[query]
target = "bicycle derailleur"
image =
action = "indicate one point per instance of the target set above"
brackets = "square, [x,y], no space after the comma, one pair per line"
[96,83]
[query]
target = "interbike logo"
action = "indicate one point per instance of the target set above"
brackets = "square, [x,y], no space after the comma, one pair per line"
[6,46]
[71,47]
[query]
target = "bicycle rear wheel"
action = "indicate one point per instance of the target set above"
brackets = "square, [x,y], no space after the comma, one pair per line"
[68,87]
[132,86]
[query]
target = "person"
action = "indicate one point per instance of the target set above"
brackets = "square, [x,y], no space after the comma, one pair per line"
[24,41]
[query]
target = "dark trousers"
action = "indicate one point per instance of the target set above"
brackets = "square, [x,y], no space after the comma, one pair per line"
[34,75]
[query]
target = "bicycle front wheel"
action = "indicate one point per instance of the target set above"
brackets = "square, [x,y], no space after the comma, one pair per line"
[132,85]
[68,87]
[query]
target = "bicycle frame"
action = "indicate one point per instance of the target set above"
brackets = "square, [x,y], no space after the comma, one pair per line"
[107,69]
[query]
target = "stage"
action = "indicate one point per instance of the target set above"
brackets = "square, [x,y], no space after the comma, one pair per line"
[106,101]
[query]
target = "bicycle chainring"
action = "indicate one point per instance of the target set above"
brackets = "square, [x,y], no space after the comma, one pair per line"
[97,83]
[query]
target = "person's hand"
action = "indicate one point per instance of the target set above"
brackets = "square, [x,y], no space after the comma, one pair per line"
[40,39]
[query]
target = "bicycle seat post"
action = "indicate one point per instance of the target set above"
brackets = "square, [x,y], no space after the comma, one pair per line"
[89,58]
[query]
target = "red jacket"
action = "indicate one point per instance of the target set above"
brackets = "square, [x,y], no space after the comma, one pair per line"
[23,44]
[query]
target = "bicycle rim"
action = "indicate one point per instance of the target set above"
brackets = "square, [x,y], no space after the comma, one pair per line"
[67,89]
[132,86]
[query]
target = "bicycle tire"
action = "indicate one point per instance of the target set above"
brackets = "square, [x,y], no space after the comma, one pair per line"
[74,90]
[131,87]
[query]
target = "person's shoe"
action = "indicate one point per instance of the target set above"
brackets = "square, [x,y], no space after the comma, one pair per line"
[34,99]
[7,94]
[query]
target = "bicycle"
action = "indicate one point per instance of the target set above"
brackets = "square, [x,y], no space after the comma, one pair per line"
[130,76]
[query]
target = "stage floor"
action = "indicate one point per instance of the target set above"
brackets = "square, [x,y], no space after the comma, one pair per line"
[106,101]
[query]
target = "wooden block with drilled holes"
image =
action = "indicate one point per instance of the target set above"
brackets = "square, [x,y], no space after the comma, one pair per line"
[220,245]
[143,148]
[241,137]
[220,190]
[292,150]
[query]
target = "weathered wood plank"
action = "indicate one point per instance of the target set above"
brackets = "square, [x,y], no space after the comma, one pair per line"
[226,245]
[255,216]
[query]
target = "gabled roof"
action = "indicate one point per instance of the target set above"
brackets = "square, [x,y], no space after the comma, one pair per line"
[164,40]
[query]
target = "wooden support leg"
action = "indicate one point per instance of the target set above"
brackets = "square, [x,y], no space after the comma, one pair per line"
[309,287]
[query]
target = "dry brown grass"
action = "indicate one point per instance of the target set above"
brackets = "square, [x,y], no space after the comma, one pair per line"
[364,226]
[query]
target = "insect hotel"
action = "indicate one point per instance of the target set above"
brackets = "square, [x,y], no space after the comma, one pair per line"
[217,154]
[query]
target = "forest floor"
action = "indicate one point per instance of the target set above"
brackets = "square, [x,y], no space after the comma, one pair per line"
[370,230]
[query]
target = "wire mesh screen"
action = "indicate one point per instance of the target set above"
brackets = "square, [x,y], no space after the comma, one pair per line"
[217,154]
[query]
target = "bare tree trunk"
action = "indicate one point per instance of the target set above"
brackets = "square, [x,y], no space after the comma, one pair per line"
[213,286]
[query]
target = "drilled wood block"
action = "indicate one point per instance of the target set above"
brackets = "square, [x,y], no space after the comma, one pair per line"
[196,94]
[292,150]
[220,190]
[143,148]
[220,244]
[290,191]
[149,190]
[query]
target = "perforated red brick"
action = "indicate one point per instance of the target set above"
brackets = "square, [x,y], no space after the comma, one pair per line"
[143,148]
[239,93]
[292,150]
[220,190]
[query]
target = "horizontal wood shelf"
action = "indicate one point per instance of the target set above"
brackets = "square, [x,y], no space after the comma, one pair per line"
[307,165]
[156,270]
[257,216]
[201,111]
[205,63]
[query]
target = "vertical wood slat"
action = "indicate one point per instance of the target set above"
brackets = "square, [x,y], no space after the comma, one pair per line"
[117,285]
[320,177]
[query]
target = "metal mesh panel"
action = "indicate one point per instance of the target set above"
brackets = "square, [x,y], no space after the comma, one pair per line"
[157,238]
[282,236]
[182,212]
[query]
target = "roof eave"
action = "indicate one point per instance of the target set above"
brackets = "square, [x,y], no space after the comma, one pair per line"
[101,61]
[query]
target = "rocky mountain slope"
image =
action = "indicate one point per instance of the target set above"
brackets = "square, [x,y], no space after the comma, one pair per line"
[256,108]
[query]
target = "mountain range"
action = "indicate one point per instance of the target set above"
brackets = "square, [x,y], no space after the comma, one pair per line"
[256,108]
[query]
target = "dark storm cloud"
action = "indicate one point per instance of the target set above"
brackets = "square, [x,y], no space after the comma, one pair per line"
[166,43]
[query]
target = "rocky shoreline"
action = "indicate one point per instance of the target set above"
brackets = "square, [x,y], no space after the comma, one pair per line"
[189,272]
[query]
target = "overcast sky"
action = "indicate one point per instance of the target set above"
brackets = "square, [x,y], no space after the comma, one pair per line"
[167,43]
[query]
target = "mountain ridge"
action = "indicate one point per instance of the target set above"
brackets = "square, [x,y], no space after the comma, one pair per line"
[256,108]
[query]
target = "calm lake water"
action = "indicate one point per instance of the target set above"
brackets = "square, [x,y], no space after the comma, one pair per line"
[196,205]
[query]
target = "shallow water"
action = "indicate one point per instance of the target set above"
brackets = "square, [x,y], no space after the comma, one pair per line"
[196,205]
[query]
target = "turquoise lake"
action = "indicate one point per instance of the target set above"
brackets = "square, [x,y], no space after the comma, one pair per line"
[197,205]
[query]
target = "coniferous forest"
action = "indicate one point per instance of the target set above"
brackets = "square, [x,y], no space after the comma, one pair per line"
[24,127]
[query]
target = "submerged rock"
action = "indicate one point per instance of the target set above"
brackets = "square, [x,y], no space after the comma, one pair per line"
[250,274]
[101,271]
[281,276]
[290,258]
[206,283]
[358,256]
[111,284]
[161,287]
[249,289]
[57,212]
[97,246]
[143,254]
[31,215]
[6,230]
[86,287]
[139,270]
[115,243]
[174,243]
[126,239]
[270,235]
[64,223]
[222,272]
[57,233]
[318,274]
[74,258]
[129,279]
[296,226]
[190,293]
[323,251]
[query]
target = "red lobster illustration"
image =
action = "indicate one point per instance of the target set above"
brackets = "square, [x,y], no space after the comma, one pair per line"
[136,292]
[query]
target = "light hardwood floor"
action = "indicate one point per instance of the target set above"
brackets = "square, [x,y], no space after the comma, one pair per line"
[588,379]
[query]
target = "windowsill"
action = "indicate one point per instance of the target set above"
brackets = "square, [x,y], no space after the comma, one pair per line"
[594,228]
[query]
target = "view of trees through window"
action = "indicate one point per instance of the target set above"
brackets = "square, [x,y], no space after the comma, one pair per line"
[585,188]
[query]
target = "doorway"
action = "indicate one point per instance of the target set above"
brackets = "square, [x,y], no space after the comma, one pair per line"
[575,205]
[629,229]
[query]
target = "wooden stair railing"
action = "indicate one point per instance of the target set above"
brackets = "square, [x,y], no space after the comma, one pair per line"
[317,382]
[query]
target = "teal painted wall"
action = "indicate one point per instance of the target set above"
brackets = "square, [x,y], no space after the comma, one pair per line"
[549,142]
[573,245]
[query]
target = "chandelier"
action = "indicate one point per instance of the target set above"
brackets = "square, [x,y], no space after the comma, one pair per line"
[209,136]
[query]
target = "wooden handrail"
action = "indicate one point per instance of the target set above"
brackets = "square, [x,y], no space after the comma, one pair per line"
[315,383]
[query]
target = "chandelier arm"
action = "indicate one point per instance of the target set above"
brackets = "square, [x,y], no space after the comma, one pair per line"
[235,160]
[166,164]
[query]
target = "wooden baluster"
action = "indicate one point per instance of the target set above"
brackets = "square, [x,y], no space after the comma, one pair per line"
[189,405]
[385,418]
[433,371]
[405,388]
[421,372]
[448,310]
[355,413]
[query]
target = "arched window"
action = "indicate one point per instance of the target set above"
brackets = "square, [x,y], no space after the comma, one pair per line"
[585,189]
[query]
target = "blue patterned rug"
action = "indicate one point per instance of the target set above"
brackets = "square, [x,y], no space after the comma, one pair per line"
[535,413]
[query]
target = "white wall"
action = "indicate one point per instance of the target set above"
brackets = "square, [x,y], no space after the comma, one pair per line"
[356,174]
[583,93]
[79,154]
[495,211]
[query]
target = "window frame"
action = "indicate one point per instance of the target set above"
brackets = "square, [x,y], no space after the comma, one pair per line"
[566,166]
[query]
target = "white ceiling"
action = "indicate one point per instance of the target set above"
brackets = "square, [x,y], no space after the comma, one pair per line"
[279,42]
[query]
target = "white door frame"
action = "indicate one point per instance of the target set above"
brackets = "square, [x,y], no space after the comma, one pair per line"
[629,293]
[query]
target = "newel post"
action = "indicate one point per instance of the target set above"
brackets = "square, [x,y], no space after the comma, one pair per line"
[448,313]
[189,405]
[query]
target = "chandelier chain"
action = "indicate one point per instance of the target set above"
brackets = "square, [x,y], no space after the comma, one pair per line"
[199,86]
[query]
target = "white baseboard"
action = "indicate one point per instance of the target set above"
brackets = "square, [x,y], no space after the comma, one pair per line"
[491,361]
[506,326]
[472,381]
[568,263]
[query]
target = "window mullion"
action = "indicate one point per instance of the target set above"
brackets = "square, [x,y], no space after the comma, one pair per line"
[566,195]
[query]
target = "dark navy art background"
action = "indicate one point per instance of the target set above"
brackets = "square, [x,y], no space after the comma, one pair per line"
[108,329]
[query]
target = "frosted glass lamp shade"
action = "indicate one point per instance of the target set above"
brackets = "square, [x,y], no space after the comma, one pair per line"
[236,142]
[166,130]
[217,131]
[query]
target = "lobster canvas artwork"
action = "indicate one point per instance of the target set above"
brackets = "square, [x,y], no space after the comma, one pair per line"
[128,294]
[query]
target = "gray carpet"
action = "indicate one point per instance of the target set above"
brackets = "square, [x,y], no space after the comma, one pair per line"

· · · · · · ·

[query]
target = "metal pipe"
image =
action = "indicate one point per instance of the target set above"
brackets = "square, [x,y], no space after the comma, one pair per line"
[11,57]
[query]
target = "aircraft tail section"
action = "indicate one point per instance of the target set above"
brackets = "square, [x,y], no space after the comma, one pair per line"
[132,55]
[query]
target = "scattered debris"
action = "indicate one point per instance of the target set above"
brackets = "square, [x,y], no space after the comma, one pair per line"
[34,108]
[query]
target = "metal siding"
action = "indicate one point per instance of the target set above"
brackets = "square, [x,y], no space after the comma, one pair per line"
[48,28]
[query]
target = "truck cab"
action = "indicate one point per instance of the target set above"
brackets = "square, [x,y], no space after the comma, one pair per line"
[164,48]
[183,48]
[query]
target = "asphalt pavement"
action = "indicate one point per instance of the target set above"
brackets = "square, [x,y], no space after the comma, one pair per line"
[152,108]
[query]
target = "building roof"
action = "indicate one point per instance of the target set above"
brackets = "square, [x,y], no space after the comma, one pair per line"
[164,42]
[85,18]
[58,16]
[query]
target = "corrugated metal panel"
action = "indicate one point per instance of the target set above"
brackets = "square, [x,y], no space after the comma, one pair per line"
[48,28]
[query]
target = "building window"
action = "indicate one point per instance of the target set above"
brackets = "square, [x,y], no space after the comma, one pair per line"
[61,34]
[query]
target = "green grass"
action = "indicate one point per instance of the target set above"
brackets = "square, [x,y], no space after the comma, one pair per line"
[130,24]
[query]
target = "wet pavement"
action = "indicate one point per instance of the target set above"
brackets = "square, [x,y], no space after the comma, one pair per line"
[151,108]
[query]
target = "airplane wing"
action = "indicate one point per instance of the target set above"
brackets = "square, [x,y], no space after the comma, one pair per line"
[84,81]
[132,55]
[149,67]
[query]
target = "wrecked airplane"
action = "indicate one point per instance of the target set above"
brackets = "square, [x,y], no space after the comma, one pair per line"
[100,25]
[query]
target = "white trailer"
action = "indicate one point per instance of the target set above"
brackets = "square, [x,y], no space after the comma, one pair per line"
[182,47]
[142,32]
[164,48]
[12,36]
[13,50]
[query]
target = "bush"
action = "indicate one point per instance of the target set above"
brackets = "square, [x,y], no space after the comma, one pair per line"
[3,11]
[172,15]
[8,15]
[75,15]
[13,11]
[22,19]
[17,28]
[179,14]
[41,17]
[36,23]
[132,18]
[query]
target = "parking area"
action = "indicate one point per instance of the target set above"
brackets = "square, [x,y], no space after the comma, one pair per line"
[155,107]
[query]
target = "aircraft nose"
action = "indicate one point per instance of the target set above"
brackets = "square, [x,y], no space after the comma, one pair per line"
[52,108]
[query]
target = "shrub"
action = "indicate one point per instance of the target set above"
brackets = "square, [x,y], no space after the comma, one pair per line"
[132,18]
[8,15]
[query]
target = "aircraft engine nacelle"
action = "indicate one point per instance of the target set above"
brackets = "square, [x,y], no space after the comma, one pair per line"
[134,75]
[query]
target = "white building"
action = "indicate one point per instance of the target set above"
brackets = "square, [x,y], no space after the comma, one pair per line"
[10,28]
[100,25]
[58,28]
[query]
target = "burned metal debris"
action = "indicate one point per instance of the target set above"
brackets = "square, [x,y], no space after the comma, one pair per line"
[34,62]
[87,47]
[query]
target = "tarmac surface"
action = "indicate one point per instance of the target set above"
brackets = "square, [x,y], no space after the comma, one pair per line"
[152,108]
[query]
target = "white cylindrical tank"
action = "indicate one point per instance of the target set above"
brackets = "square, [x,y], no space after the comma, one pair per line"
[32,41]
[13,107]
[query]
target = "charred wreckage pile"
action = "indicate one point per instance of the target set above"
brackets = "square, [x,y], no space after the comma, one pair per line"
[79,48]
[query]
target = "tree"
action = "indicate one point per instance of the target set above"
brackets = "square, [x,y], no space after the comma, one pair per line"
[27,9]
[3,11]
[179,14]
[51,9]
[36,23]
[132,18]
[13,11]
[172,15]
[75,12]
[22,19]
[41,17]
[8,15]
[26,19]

· · · · · · ·

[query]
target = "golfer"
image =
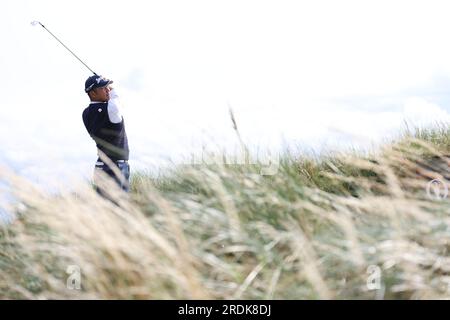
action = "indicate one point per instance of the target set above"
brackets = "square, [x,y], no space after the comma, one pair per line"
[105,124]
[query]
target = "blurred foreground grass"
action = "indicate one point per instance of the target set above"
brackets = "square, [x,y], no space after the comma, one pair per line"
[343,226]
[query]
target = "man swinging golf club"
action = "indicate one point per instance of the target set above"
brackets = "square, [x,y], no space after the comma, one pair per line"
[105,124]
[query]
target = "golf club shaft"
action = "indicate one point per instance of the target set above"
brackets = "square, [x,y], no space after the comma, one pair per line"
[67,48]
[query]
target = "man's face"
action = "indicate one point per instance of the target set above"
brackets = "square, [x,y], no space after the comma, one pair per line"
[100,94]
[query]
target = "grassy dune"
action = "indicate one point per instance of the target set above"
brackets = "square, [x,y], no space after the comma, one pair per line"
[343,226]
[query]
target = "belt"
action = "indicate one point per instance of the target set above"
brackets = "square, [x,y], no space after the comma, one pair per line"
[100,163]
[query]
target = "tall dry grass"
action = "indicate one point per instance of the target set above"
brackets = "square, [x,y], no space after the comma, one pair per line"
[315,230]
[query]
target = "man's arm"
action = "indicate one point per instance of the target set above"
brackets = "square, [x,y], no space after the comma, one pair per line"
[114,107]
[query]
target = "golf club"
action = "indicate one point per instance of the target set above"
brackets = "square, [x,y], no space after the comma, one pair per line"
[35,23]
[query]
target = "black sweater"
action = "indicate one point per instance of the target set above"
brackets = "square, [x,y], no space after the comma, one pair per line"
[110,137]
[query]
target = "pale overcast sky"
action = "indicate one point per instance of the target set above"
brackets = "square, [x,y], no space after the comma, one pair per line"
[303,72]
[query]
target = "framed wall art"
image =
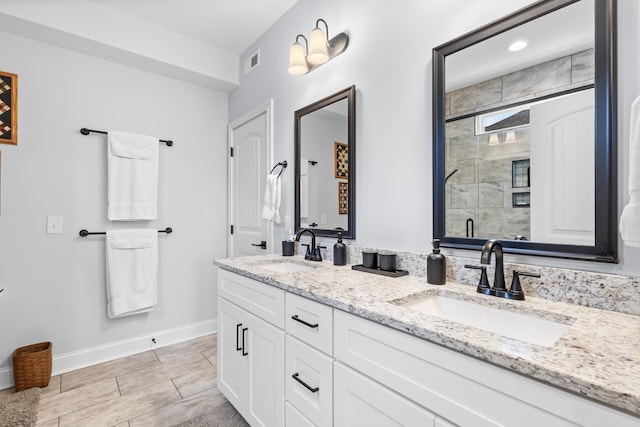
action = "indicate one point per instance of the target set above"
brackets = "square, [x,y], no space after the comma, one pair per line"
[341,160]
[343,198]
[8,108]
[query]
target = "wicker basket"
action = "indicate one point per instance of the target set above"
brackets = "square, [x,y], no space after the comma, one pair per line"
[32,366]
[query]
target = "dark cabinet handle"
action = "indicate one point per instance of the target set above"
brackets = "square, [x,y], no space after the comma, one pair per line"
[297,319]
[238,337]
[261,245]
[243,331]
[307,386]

· · · · · · ·

*What you need to do*
Identify each line of the data above that contains the string "panel" and copy those lines out. Treat case as significant when matching.

*Task solution*
target = "metal mesh panel"
target = "corrugated metal panel"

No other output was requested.